* [WRITTEN PROBLEM 1]:
Answer these questions about the passage on feeling like a victim, one line each, marked as the questions are:
(a) What is the second question readers are told to ask themselves?
(b) According to the third point, what does feeling like a victim often have to do with?
(c) What does the passage call the Zen trick?
* [WRITTEN PROBLEM 2]:
Decide whether each statement agrees with the passage on feeling like a victim. Answer yes or no, and quote the words that decide it.
(a) The passage says things are usually black and white.
(b) The passage suggests becoming more Zenlike if the self-questioning is too taxing.
(c) The passage says hurtful experiences offer no chance to learn.
* [WRITTEN PROBLEM 3]: Extend the passage on feeling like a victim, continuing from its final sentence.

* [DOCUMENT PASSAGE]:
──────────────────────────────

At any point you start feeling like the wife of Joey Buttafuoco, ask yourself a few provocative questions:

One: Is this being done to me personally? Often times, you may discover that a person's ill behavior toward you is something they are want to do to everyone. It's not all about you.

Two: Is this being done to me or for me? There is opportunity for learning in those injurious experiences, another chance for important information. You may learn, for example, more about what you do to set yourself up for this revictimization.

Three: Do you really have no choice? Feeling like a victim often has to do with not feeling in control of your choices, without freedom to choose. Perhaps you are "bifurcating" your world of choice into two extremes, not creatively thinking of other options. Things are rarely black and white.

If all of this self-questioning is too taxing, you could try to become more Zenlike in your attitude. This would help to remember that "this too will pass." The Zen trick is to not get attached to any one of life's experiences as the harbinger of your destiny.

──────────────────────────────

* [EXTRACTED DATA]:
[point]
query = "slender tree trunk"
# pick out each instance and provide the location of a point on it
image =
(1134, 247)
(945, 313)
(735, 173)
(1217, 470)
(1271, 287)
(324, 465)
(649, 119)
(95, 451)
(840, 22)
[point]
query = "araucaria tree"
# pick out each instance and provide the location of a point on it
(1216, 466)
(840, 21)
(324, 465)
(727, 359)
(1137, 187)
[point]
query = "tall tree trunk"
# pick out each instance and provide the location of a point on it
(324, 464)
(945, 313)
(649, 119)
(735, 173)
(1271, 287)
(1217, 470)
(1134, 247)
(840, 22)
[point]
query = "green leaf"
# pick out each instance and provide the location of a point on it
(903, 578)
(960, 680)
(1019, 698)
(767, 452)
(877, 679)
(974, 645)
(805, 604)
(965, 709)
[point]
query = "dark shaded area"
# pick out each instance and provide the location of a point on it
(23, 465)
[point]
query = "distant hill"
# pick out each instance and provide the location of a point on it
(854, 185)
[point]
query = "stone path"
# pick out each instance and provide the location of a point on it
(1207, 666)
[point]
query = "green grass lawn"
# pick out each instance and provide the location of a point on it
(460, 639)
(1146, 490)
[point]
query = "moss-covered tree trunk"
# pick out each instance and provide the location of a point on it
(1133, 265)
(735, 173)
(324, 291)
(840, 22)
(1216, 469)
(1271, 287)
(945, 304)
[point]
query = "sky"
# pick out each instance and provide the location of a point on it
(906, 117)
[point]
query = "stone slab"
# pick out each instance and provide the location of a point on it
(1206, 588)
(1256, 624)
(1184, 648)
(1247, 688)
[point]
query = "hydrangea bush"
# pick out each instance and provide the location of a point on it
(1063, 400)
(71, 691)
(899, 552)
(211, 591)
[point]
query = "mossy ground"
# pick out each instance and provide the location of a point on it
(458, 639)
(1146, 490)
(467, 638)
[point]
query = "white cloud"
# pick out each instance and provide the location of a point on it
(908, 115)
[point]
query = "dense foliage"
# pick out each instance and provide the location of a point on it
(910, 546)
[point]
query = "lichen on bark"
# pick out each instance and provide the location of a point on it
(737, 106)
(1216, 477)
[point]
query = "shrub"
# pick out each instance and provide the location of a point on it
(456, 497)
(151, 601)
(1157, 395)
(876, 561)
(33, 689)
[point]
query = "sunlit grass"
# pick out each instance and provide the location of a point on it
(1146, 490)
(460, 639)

──────────────────────────────

* [TASK RESULT 1]:
(a) "Is this being done to me or for me?"
(b) Not feeling in control of your choices, without freedom to choose.
(c) Not getting attached to any one of life's experiences as the harbinger of your destiny.

* [TASK RESULT 2]:
(a) No: "Things are rarely black and white."
(b) Yes: "If all of this self-questioning is too taxing, you could try to become more Zenlike in your attitude."
(c) No: "There is opportunity for learning in those injurious experiences"

* [TASK RESULT 3]:
As Kipling's memorable poem "If" counsels us: Meet triumph and disaster and treat "those two impostors" as just the same. This kind of wise equanimity is also inherent in a famous piece of AA wisdom: We must be delighted with what God has given us as well as what God has taken away from us ... and learn from both.

There is no doubt about it, life has that nasty inclination for giving us the big old proverbial finger, sometimes when we least expect it. "It's your going through it time," is how Cynthia, a wonderful Southern African-American woman once vividly told me. It is one of my favorite reminders to keep it all in perspective when it seems life needs some leveling.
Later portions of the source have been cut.